=== Short problem ===
Could you print every record below exactly as it appears?

=== Available records ===
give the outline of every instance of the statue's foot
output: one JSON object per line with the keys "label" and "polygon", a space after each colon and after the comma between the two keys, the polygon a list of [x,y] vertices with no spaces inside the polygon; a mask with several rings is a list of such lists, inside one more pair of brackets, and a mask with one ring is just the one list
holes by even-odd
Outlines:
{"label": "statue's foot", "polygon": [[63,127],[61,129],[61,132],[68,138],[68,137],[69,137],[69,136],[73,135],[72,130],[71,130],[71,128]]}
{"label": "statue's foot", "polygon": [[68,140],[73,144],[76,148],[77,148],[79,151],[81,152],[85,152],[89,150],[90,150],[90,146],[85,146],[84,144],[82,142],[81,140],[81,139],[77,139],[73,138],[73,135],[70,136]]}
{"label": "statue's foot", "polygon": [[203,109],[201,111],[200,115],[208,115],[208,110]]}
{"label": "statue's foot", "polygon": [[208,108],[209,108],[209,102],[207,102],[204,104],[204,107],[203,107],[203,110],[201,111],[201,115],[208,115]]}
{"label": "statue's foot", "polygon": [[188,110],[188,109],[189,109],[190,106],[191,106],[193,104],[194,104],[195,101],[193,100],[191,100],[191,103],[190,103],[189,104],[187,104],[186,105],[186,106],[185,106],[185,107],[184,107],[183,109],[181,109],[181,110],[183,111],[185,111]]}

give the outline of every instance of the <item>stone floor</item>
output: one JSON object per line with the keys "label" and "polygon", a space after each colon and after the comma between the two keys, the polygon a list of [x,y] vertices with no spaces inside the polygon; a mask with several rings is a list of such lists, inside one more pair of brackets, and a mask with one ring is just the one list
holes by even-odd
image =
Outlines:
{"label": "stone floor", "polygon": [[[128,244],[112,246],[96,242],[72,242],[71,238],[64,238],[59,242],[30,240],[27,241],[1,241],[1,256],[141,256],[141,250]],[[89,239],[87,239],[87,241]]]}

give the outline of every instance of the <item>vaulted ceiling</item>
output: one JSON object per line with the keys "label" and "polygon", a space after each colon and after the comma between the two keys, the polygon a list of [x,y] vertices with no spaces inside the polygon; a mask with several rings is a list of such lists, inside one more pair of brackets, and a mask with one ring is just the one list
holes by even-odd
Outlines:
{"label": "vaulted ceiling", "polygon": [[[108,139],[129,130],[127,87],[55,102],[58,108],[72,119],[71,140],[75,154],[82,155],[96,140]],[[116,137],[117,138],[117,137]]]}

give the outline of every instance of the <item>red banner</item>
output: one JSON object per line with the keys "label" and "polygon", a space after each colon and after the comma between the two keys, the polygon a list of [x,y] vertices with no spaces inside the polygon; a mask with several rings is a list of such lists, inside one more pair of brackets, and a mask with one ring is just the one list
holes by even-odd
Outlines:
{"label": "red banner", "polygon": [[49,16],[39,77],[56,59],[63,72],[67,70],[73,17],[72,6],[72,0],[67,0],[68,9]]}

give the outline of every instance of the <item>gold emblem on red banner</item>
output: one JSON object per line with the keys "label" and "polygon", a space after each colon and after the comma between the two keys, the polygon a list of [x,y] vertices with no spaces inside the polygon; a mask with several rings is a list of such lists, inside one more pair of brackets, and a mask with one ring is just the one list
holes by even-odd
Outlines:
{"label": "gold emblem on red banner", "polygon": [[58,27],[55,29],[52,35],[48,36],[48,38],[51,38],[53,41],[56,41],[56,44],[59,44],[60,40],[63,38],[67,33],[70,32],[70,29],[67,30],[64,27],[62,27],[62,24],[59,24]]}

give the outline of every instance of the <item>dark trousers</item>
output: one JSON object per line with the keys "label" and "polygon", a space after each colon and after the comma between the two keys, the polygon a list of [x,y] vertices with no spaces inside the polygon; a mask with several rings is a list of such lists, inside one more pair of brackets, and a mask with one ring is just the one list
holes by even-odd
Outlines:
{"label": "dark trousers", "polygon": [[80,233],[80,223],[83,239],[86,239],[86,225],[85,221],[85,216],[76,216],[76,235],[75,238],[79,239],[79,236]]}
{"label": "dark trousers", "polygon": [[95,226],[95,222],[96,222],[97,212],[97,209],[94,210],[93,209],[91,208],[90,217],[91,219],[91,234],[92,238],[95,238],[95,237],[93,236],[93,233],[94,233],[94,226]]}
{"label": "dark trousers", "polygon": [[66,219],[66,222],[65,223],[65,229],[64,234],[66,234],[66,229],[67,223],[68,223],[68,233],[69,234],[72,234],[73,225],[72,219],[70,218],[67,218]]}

=== Answer to this task ===
give the outline of every instance of the statue's foot
output: one JSON object per line with the keys "label" and "polygon", a space after each colon and after the comma between the two keys, the polygon a list of [x,y] vertices with no spaces inside the polygon; a mask with several rings is a list of such lists, inside one more pair of brackets, and a mask with one ring is just the one list
holes by even-odd
Outlines:
{"label": "statue's foot", "polygon": [[63,127],[61,129],[61,132],[68,138],[68,137],[69,137],[69,136],[73,135],[72,130],[71,130],[71,128]]}
{"label": "statue's foot", "polygon": [[68,140],[73,144],[76,148],[77,148],[79,151],[81,152],[85,152],[89,150],[90,150],[90,146],[85,146],[84,144],[82,142],[81,140],[81,139],[77,139],[73,138],[73,135],[70,136]]}
{"label": "statue's foot", "polygon": [[203,109],[201,111],[200,115],[208,115],[208,110]]}
{"label": "statue's foot", "polygon": [[208,108],[209,108],[209,102],[207,102],[204,104],[204,107],[203,107],[203,110],[201,111],[201,115],[208,115]]}
{"label": "statue's foot", "polygon": [[188,110],[188,109],[189,109],[190,106],[191,106],[193,104],[194,104],[195,101],[193,100],[191,100],[191,103],[190,103],[189,104],[187,104],[186,105],[186,106],[185,106],[185,107],[184,107],[183,109],[181,109],[181,110],[183,111],[185,111]]}

give the outline of every instance of the <item>stone floor</item>
output: one JSON object per line with the keys "label" and "polygon", a space after each colon and after the comma between the two keys, the polygon a list of [x,y] vertices with no spaces inside the polygon; a mask with several rings is a list of such lists, inside one more pair of brackets, and a mask with one ring is just the one list
holes by even-odd
image =
Outlines:
{"label": "stone floor", "polygon": [[[128,244],[112,246],[96,242],[72,242],[71,238],[64,238],[59,242],[30,240],[27,241],[1,241],[1,256],[141,256],[141,250]],[[89,239],[87,239],[87,241]]]}

give the outline of every instance of the <item>vaulted ceiling</item>
output: one JSON object per line with the keys "label" and "polygon", a space after each colon and after the comma between the two keys, the polygon a list of [x,y] vertices with no spaces inside the polygon; a mask with several rings is a list of such lists, inside one more pair of brackets, and a mask with one ring is just the one list
holes by even-odd
Outlines:
{"label": "vaulted ceiling", "polygon": [[[108,139],[129,130],[127,87],[55,102],[58,108],[72,119],[71,140],[75,154],[82,155],[96,140]],[[116,137],[117,138],[117,137]]]}

give the outline of every instance of the <item>red banner</item>
output: one JSON object per line with the keys "label" and "polygon", a space after each colon and after the comma between the two keys, the polygon a list of [x,y] vertices with no spaces inside the polygon; a mask with several rings is a list of such lists, inside one more pair of brackets, and a mask with one ring is just the one list
holes by even-odd
Outlines:
{"label": "red banner", "polygon": [[49,16],[39,77],[56,59],[63,72],[67,70],[73,17],[72,6],[72,0],[67,0],[68,9]]}

give the outline of every instance of the <item>gold emblem on red banner</item>
output: one JSON object per line with the keys "label" and "polygon", a space after each colon and after the comma between the two keys, the polygon a list of [x,y] vertices with no spaces inside the polygon; a mask with several rings is a list of such lists, inside one more pair of brackets, and a mask with one ring is just the one list
holes by even-odd
Outlines:
{"label": "gold emblem on red banner", "polygon": [[58,27],[55,29],[52,35],[48,36],[48,38],[51,38],[53,41],[56,41],[56,44],[59,44],[60,40],[63,38],[67,33],[70,32],[70,29],[67,30],[64,27],[62,27],[62,24],[59,24]]}

give the outline of every instance of the <item>dark trousers</item>
output: one JSON object per line with the keys "label" and "polygon", a space after each colon and after the comma between the two keys, the polygon a list of [x,y] vertices with no spaces inside the polygon; a mask with several rings is a list of such lists, inside one more pair of brackets, and a mask with one ring is just the one list
holes by even-odd
Outlines:
{"label": "dark trousers", "polygon": [[80,233],[80,223],[83,239],[86,239],[86,225],[85,221],[85,216],[76,216],[76,235],[75,238],[79,239],[79,236]]}
{"label": "dark trousers", "polygon": [[95,226],[95,222],[96,222],[97,212],[97,209],[94,210],[93,209],[91,208],[90,217],[91,219],[91,234],[92,238],[95,238],[95,237],[93,236],[93,233],[94,233],[94,226]]}
{"label": "dark trousers", "polygon": [[66,219],[66,222],[65,223],[65,229],[64,234],[66,234],[66,229],[67,223],[68,223],[68,233],[69,234],[72,234],[73,225],[72,219],[70,218],[67,218]]}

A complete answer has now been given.